═══ TEXTE À LIRE
Se seraient-ils reconnus s’ils s’étaient rencontrés cet automne-là à Broadway, tous deux fraîchement débarqués dans le Nouveau Monde quoique par des voies et pour des raisons différentes ? Ils avaient pourtant passé plusieurs nuits ensemble il n’y avait pas si longtemps.

Quitter l’Europe pour les États-Unis en 1938 n’avait été facile ni pour l’une ni pour l’autre. Elle y était parvenue, de Vienne en passant par Londres, grâce à des affidavits, ces documents attestant que vous seriez pris en charge et présenteriez une utilité pour le pays d’accueil. L’un de ses frères était déjà installé à New York et se démenait pour sauver des griffes nazies la famille restée en Autriche. Ils étaient juifs, bien entendu.
══════
═══ DONNÉES AFFICHÉES
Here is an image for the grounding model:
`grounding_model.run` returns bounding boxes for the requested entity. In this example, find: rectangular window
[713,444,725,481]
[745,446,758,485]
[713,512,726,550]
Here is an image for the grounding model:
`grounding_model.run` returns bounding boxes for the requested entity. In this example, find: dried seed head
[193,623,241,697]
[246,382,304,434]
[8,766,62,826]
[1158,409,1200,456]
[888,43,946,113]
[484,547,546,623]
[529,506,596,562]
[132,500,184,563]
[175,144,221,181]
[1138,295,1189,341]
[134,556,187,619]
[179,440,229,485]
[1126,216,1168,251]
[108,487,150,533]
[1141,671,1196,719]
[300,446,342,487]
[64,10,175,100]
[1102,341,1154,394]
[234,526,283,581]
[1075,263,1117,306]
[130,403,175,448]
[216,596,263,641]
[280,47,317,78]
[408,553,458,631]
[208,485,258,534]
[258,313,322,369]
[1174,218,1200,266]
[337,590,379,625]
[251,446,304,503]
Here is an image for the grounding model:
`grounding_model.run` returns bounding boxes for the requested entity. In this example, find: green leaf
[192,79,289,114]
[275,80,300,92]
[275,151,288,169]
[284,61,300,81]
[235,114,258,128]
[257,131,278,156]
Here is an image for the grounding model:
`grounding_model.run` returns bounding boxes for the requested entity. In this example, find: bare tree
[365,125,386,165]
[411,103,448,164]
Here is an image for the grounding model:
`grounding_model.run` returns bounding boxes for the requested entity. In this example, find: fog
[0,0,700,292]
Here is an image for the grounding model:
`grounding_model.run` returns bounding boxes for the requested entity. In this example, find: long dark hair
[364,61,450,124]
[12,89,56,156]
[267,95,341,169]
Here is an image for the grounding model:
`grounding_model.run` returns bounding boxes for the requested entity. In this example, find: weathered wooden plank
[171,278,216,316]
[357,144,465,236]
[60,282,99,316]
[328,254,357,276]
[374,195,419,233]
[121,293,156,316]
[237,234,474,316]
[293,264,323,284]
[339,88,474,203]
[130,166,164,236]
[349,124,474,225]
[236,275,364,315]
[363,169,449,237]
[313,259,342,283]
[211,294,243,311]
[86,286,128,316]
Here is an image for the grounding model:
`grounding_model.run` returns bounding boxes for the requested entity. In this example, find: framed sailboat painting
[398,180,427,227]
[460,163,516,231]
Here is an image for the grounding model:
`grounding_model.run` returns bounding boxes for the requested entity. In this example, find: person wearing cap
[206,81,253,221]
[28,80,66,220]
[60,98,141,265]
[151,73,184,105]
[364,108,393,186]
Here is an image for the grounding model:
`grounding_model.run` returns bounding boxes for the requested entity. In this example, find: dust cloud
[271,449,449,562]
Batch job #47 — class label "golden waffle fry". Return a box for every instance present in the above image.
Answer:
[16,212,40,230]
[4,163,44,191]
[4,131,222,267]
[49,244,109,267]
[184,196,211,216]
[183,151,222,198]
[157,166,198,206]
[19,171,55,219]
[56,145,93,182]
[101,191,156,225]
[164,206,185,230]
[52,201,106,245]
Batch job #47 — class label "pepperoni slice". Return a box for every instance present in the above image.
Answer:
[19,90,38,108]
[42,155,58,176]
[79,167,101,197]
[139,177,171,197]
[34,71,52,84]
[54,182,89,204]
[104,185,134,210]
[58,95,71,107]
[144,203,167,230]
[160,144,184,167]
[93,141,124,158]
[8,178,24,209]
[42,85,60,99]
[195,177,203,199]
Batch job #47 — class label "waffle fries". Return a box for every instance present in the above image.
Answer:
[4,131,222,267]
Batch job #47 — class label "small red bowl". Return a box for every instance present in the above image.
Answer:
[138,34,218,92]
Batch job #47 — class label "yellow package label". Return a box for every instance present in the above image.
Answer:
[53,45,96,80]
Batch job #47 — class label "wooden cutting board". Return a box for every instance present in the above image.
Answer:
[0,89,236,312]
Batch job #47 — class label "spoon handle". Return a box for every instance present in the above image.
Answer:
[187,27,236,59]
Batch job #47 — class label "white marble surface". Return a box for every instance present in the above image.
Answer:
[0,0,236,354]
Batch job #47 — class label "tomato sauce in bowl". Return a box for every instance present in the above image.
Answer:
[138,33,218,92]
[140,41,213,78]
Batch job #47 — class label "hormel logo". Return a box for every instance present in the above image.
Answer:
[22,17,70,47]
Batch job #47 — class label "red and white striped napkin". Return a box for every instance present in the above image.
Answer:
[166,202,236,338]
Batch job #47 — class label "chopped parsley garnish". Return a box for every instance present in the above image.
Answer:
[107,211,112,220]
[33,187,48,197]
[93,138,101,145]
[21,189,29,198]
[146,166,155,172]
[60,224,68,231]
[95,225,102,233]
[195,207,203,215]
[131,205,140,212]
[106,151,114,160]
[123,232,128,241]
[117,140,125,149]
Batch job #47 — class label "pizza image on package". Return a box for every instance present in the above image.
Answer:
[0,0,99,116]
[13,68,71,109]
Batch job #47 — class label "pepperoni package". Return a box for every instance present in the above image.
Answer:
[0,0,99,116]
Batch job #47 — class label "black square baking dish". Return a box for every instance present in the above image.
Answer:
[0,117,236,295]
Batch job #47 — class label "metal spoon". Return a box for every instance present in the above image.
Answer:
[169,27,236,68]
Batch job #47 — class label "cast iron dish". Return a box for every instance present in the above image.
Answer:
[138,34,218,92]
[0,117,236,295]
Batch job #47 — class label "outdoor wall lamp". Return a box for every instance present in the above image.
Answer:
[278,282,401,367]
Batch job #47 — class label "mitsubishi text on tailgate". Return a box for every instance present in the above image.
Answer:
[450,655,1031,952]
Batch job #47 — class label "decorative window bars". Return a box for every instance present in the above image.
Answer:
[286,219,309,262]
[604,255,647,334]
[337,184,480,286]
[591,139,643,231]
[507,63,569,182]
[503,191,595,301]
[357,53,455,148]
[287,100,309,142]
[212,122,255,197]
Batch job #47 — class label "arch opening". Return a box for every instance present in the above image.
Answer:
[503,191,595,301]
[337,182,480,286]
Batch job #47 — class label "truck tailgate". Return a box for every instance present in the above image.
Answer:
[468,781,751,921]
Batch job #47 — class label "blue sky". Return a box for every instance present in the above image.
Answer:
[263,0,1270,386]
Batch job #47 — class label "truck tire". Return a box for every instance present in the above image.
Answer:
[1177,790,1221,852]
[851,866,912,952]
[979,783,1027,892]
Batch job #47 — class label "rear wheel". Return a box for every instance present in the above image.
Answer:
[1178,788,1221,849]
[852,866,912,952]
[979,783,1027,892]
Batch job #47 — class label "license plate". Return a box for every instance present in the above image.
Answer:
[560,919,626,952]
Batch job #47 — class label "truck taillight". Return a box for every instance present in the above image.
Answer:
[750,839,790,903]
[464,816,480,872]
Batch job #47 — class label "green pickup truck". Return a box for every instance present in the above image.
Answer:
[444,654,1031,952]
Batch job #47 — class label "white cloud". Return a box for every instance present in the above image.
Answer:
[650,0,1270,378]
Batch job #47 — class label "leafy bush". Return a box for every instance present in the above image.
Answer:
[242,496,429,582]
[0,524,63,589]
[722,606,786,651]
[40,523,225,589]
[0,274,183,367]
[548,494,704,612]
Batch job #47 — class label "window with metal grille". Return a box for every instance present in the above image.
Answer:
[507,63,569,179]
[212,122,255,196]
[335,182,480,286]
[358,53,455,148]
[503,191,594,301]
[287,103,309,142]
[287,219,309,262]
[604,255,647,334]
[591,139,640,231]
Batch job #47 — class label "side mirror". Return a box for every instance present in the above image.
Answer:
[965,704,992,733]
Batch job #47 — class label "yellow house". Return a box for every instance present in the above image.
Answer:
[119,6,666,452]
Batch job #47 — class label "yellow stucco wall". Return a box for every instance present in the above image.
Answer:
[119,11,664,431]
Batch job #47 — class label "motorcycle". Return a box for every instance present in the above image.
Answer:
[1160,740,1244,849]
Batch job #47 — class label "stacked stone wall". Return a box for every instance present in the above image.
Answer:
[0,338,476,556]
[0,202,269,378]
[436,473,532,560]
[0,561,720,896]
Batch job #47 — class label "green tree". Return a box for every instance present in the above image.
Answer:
══════
# TRAVAIL À FAIRE
1/ Relevez toutes les villes nommées dans le texte sur le départ pour les États-Unis en 1938.
2/ Transcrivez en CSV à deux colonnes, « demande » et « réponse », les enregistrements compris entre leur début et la ligne contenant "[251,446,304,503]", bornes incluses. Chaque ligne associe le texte d'une demande à sa réponse, chaque champ étant placé entre guillemets et les sauts de ligne remplacés par des espaces.
Le texte et les enregistrements proviennent de sources distinctes.

# RÉPONSES PAR TÂCHE
1/ Vienne, Londres, New York

2/
demande,réponse
"Here is an image for the grounding model: `grounding_model.run` returns bounding boxes for the requested entity. In this example, find: rectangular window","[713,444,725,481] [745,446,758,485] [713,512,726,550]"
"Here is an image for the grounding model: `grounding_model.run` returns bounding boxes for the requested entity. In this example, find: dried seed head","[193,623,241,697] [246,382,304,434] [8,766,62,826] [1158,409,1200,456] [888,43,946,113] [484,547,546,623] [529,506,596,562] [132,500,184,563] [175,144,221,181] [1138,295,1189,341] [134,556,187,619] [179,440,229,485] [1126,216,1168,251] [108,487,150,533] [1141,671,1196,719] [300,446,342,487] [64,10,175,100] [1102,341,1154,394] [234,526,283,581] [1075,263,1117,306] [130,403,175,448] [216,596,263,641] [280,47,317,78] [408,553,458,631] [208,485,258,534] [258,313,322,369] [1174,218,1200,266] [337,590,379,625] [251,446,304,503]"